## Document extract
----

She is Chamorro — indigenous to Guam — and she is the first pilot from Guam in the PSA’s history. She holds that distinction the way her culture taught her to hold everything that matters — not for herself, but as a reflection of the people and the place that made her.

The planes were always there. The pilots weren’t

Growing up in Guam, aviation was simply in the fabric of life. You flew to reach family on neighboring islands. You flew to reach the mainland for college. The planes were always there. The pilots who flew them almost never were — not anyone from the island, anyway.

Brenna studied biochemistry in college, figuring medicine was a visible enough path. She knew dentists back home. She didn’t know pilots. It wasn’t until she moved back to Guam after graduation, took an operations job at a small charter company, and started talking with the pilots coming through that the dream she’d quietly carried finally had a shape. She took a discovery flight. That was it.

----

## Work order 1
Decide whether each statement agrees with the passage about Brenna's path to aviation, answering yes or no and quoting the words from the passage that settle it: (a) Brenna studied biochemistry in college. (b) After graduation, Brenna took an operations job at a large commercial airline. (c) Brenna is the first pilot from Guam in the PSA's history.
## Work order 2
Return the words of the passage about Brenna's path to aviation between "She is Chamorro" and "that made her.", inclusive, copied word for word.
## Work order 3
Carry the passage about Brenna's path to aviation forward, starting after its final sentence.
The rows that come next have no connection to the passage about Brenna's path to aviation.

----

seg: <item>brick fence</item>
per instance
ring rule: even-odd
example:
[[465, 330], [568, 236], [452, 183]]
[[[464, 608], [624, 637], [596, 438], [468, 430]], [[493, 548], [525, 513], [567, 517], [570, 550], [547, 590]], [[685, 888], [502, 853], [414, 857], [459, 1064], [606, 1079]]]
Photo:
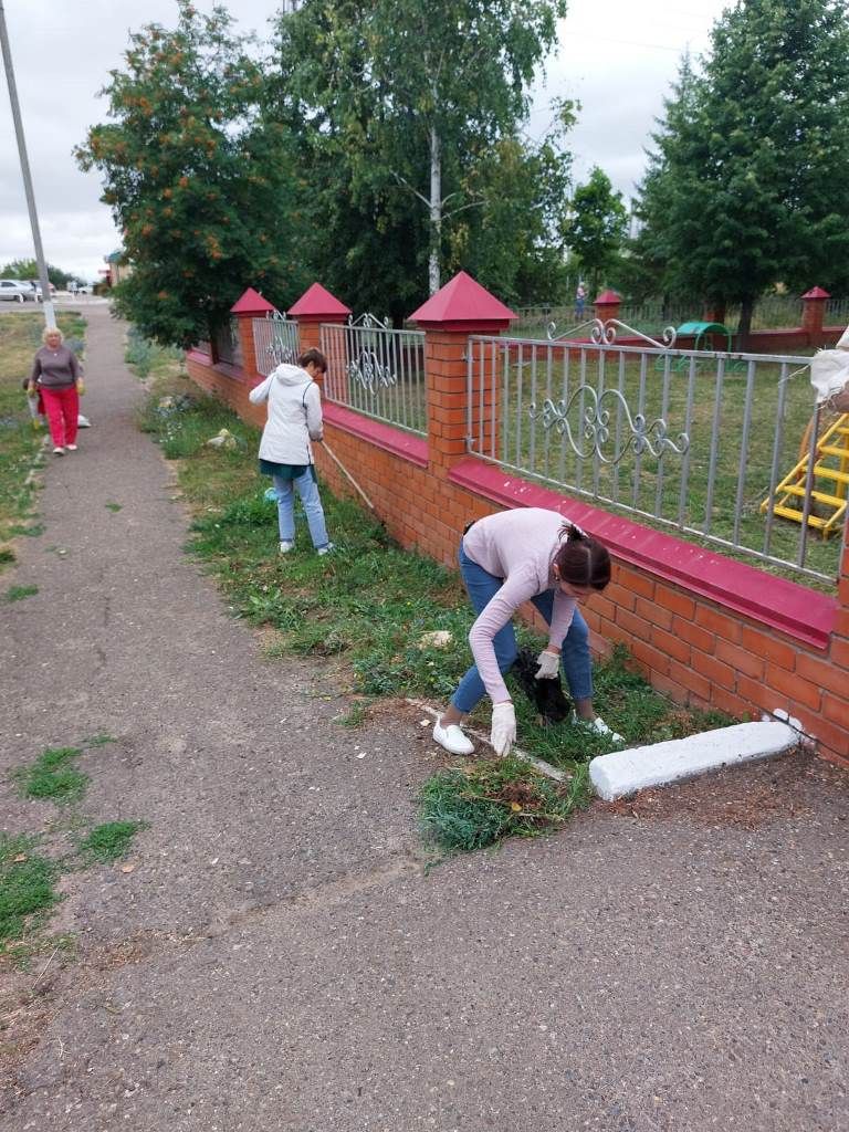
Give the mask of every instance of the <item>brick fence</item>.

----

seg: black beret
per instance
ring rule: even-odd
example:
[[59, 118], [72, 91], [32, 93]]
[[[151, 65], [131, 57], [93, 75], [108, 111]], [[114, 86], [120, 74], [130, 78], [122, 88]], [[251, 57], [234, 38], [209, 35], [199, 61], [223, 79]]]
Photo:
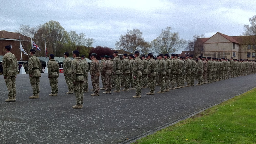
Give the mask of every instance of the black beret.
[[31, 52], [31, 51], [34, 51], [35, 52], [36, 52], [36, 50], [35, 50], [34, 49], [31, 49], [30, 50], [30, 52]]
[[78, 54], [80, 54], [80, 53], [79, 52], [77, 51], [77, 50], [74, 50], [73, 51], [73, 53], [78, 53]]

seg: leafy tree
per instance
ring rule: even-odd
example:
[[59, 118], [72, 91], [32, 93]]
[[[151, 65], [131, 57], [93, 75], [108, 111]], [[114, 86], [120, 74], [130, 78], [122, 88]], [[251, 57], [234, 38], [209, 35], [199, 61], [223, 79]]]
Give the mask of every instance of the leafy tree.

----

## Final answer 1
(a) Yes: "Brenna studied biochemistry in college"
(b) No: "took an operations job at a small charter company"
(c) Yes: "she is the first pilot from Guam in the PSA’s history"

## Final answer 2
She is Chamorro — indigenous to Guam — and she is the first pilot from Guam in the PSA’s history. She holds that distinction the way her culture taught her to hold everything that matters — not for herself, but as a reflection of the people and the place that made her.

## Final answer 3
Getting her private pilot certificate in Guam was as far as the island’s aviation infrastructure could take her at the time. The next step meant leaving — something that’s changing as the community has grown significantly since Brenna started her journey. She landed in South Carolina, finished her ratings, built her hours, instructed more than 50 students with a 100% first-attempt check ride pass rate, and waited for the right door.

She knew PSA was that door before she ever set foot in the building.

The message that found her anyway

That certainty had a name: Destiny Siguenza.

Destiny is an MSS recruiter at PSA, a role she believed in enough to follow when the company relocated its headquarters from Dayton, Ohio to Charlotte. She is also Chamorro, also from Guam, and she carries the same quiet disbelief-turned-gratitude every day she walks into the office. Someone from this 32-mile island, she thinks, in a corporate role, part of one of the biggest airlines in the world.

In 2023, a year before Brenna joined PSA, Destiny traveled back to Guam to represent PSA at Wings in Paradise, the first aviation event held on the island. A typhoon had other plans. The event was canceled. Destiny continued anyway, and the island’s small aviation community wasn’t about to let Destiny’s trip go to waste. They pulled together an impromptu session at a local hanger, giving her a room and a microphone. She went on the island’s radio and broadcast to whoever would listen about the different careers aviation had to offer. She was hoping to reach one person.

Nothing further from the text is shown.